TASK TO CARRY OUT: Replace every occurrence of "instance" with "occurrence" throughout the listing below, and reproduce all of its lines with everything else unchanged.

[Point placement records]

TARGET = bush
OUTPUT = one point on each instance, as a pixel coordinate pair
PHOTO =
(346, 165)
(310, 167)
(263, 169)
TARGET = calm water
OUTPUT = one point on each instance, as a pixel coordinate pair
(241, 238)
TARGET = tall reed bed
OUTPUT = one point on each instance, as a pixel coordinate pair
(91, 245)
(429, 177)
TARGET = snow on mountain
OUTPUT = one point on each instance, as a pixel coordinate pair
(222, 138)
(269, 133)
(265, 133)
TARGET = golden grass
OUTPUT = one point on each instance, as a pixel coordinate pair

OUTPUT FOR THIS TASK:
TARGET = bush
OUTPUT = one point on each occurrence, as a pixel coordinate pair
PHOTO =
(346, 165)
(310, 167)
(263, 169)
TARGET = calm water
OUTPUT = one point on each occurrence, as a pixel coordinate pair
(241, 238)
TARGET = tall reed bed
OUTPUT = one point on each occurrence, as a pixel coordinate pair
(91, 245)
(429, 177)
TARGET = snow on mountain
OUTPUT = one point on each occurrence, as a pixel coordinate pair
(222, 138)
(269, 133)
(265, 133)
TARGET = golden grass
OUTPUT = one point on each occurrence, as a pixel coordinate pair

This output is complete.